* [Excerpted records]:

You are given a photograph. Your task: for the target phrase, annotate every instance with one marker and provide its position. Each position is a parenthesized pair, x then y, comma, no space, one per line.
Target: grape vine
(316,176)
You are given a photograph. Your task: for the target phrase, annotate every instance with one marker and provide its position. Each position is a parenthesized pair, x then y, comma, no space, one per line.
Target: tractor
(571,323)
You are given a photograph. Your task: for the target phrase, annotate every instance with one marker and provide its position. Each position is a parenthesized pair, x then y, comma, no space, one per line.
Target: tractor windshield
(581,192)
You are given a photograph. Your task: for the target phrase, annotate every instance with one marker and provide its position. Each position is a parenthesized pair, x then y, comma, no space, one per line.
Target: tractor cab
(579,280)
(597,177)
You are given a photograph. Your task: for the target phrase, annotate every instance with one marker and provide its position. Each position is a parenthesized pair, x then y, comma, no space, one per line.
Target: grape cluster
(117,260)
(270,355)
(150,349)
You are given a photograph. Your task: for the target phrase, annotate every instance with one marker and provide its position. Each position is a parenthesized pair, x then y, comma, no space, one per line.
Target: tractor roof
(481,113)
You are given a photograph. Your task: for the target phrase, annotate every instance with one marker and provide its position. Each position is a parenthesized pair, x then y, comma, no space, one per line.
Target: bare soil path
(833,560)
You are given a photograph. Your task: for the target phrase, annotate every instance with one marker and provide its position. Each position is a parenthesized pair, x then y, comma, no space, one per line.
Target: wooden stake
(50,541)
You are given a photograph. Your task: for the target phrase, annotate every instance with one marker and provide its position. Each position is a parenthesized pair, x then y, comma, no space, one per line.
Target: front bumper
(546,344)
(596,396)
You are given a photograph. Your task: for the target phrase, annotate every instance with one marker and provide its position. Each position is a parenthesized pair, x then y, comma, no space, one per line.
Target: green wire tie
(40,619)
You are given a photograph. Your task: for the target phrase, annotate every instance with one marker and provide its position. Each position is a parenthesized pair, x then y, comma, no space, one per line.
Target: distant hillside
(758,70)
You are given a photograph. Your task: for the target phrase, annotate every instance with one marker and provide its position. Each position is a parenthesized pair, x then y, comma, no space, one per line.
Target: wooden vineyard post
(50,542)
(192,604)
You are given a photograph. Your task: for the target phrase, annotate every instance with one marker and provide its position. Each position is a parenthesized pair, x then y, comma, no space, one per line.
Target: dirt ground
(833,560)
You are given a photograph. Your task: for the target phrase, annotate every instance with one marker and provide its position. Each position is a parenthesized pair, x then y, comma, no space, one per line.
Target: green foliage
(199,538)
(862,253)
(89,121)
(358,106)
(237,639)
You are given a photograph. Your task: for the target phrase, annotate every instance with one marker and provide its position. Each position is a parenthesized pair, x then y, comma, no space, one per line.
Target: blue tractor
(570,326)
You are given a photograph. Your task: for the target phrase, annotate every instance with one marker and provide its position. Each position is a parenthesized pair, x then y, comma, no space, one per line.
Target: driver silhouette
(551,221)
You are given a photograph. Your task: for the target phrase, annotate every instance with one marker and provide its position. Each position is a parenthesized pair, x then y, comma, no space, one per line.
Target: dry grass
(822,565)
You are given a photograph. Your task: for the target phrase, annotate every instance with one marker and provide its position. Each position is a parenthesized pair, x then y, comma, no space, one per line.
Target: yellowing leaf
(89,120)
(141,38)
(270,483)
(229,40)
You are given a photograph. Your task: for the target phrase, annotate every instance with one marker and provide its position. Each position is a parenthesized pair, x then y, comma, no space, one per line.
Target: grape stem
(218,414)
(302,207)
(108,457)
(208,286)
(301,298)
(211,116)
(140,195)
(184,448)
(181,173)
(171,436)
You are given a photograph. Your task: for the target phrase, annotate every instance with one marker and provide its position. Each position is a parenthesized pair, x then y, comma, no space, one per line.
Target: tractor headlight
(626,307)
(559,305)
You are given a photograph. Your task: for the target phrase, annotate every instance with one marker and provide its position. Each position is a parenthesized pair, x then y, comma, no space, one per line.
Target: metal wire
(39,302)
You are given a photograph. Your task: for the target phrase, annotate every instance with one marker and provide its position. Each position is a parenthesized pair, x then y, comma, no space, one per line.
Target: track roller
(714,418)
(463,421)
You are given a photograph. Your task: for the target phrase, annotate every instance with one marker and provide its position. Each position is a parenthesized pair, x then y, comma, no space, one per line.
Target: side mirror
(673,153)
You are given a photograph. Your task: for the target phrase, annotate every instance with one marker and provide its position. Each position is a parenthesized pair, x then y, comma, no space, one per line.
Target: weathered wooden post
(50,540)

* [What is being asked]: Without changing anything, repeat the whole listing.

* [Completed task]:
You are given a photograph. Your task: for the target phrase, annotate every instance with one marker and provide its position. Each position is a parenthesized pair, x then y, comma, no space, one per line.
Target: grape vine
(316,176)
You are given a photograph. Your task: for the target phrase, annotate every instance with one marker and provide its position. Each position is a parenthesized pair, x then y, comma, no space, one per line.
Target: tractor
(571,323)
You are given a photograph. Your task: for the target phrase, annotate every instance with one marker and provide its position. Each position is a parenthesized pair, x then y, comma, no space, one per line.
Target: tractor windshield
(581,192)
You are given a photograph. Your task: for the target phrase, annotate every instance with one marker and provide its position. Each position is a parenthesized pair, x then y, comma, no space, one per line.
Target: tractor cab
(579,280)
(597,177)
You are given a photograph. Your task: for the target phrase, annotate every instance with one marker and provide its position. Each position is a parenthesized pair, x then y, comma, no space, one per line.
Target: grape cluster
(117,260)
(270,355)
(150,349)
You are given a photograph. Your task: for the target phrase, annotate every instance with one marker and provide its position. Each position is a parenthesized pair, x then y, comma, no space, one per line.
Target: tractor roof
(481,113)
You are given a photograph. Your task: for the target phrase, annotate every instance with one marker and provide its position. Each position is a parenthesized pair, x then y, comma, no space, one per line.
Target: bare soil path
(833,560)
You are given a photograph. Your task: for the target phrase, annotate every instance with one marker and provide its position. Each position is a parenthesized pair, x then y, comma, no space, one per line.
Target: wooden stake
(50,541)
You are given a photograph. Your task: for the target phrase, annotate every instance with one marker and provide its position. Each position is a parenthesized pair, x then y, comma, no space, one per line.
Target: front bumper
(546,344)
(596,396)
You are given a photograph. Your task: for the target phrase, annotate every instance with one marker and provide its position. Each position is a parenthesized pair, x then y, comma, no space, one per line.
Target: green wire tie
(40,619)
You are given a photograph. Your task: for the target phrase, annotate every instance with one marker and provide its position. Each position is a parenthesized pair, x then y, comma, no space, one per line.
Target: distant hillside
(758,70)
You are given a photograph. Your task: for the target phrase, annotate every instance with one marker and provide its position. Each position is a parenthesized pair, x then y, comma, no space, one per line.
Target: wooden vineyard post
(50,542)
(192,604)
You are given a photograph. Your task: for the target phrase, annotate every instance with one marker and provide its position. Each position is a parenthesized pair, x then y, comma, no space, one per line.
Target: dirt ground
(833,560)
You are given a photograph. Your task: for the target phrase, annotate every instance with one marker and provide its position. Each position is a parenthesized pair, x then y, comma, no space, one per line.
Target: green foliage
(199,538)
(862,253)
(89,121)
(358,106)
(237,639)
You are given a photograph. Your task: for the target phrase, annotate every instance with one marker and provide its position. Each position is a parenthesized pair, x then y, comma, no space, one per line.
Target: blue tractor
(570,326)
You are given a photograph. Your task: for the target phrase, annotate every instance with one marker and provide its position. Each position is a parenthesized pair, x then y, comma, no space, one per line.
Target: driver silhouette
(551,221)
You are given a photograph. Your task: for the target phrase, annotate every instance with one marker and provide its position. Each position is a parenthesized pair, x then y, comma, no space, one per line.
Target: dry grass
(822,565)
You are given a photograph. Your task: for the target phrase, annotate every instance with one marker and provide its position. Each position is a parenthesized pair, x then y, comma, no space, one per line.
Target: yellowing leaf
(89,120)
(141,38)
(270,483)
(229,40)
You are given a photograph. Your task: for the target phrase, annotate every instance with one marker and provide its position. Each position is a parenthesized pair, x then y, comma, no space, one per line.
Target: grape stem
(218,414)
(302,207)
(108,457)
(208,286)
(301,298)
(211,116)
(140,195)
(184,448)
(181,173)
(171,436)
You are given a photograph. Your task: for the target phrase, annotate every instance with one marker and provide its position. Each position is a parenthesized pair, x then y, comma, no space, one per line.
Target: tractor headlight
(626,307)
(559,305)
You are given a photograph. Your task: for the target phrase, annotate every instance with one marker and provide its position. Each position is a parenthesized pair, x then y, comma, no space, one per line.
Target: metal wire
(39,302)
You are given a photograph. Your task: for the target phrase, annotate every instance with one marker and provide its position. Each position is a parenthesized pair, x then y, comma, no space, one per line.
Target: track roller
(714,418)
(463,421)
You are given a photograph. Your task: for the target phrase, annotate every instance with one marker and provide its position. Each position is a parenthesized pair, x then y, comma, no space, one per line.
Target: side mirror
(673,153)
You are given a photograph. Your task: for the target phrase, annotate every instance with one marker and provide its position. Each position is a parenthesized pair, x then y, comma, no space, one per line.
Target: weathered wooden post
(50,540)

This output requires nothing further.